▸ **Using the information**:
A - From the pesticides article, list the specific health symptoms named in the judge's description of Miss Downs.
B - Please carry on the pesticides article from its final sentence.

▸ **Passage provided**:
───

High Court win in pesticides fight
An environmental campaigner has won a landmark legal victory in a long-running battle over pesticides.
The High Court ruled the Government failed to comply with its obligations under a European directive to protect residents and communities from possible harmful exposure to toxic chemicals during crop spraying.
Georgina Downs, who lives on the edge of farm fields near Chichester, West Sussex, launched her independent UK Pesticides Campaign in 2001.
Mr Justice Collins allowed her application for a judicial review into crop spraying, saying she had produced "solid evidence" that local residents had suffered harm.
The judge described how Miss Downs was 11 when first exposed to pesticide spraying "and began to suffer from ill-health, in particular flu-like symptoms, sore throat, blistering and other problems".
She accused the Government of failing to protect rural residents "who are repeatedly exposed to mixtures of pesticides and other chemicals throughout every year, and in many cases, like mine, for decades".

───

▸ **Input data**:
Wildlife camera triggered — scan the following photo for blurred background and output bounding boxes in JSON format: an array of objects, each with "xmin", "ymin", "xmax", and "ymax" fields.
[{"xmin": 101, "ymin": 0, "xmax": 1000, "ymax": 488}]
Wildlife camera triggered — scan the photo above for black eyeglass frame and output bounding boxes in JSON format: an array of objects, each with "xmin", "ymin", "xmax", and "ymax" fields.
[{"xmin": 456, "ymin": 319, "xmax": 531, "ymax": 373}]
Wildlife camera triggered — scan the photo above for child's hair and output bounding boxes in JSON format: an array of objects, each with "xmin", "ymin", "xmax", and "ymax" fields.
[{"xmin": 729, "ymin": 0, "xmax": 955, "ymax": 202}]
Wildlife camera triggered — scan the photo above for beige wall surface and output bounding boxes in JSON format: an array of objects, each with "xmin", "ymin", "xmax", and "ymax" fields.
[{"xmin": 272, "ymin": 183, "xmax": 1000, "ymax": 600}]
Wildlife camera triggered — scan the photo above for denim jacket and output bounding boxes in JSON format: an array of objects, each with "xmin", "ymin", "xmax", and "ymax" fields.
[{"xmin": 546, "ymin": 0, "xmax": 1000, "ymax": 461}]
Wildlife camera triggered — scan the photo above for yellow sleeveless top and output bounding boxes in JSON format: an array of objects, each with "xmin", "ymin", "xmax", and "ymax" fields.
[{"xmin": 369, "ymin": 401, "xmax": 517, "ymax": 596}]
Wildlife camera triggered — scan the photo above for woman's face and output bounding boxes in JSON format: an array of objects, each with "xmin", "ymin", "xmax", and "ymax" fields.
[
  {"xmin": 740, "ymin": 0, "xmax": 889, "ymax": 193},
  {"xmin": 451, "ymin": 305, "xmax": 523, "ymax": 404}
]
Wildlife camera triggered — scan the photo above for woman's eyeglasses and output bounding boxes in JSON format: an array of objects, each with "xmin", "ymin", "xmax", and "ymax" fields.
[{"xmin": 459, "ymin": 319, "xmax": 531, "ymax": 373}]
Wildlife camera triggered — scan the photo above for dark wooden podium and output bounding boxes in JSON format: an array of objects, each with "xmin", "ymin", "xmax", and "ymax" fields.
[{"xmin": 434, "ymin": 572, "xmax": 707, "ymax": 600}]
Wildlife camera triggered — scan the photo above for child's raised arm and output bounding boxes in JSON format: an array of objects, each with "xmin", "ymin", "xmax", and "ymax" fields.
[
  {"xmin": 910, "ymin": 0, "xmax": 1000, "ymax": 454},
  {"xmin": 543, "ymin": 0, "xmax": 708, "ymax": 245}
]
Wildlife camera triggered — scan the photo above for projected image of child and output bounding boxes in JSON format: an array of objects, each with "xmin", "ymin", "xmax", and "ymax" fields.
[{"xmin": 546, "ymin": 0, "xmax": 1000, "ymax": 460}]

───

▸ **Results in order**:
A -
- Flu-like symptoms
- Sore throat
- Blistering

B -
People were not given prior notification about what was to be sprayed near their homes and gardens, she complained.
The judge noted that the 1986 Control of Pesticides Regulations stated beekeepers must be given 48 hours notice if pesticides harmful to bees were to be used.
He said: "It is difficult to see why residents should be in a worse position."
Mr Justice Collins said Hilary Benn, Environment, Food and Rural Affairs (Defra) Secretary, must rethink the way spraying is controlled and the risks to human health assessed.
Defra had argued that its approach to the regulation and control of pesticides was "reasonable, logical and lawful in all the circumstances".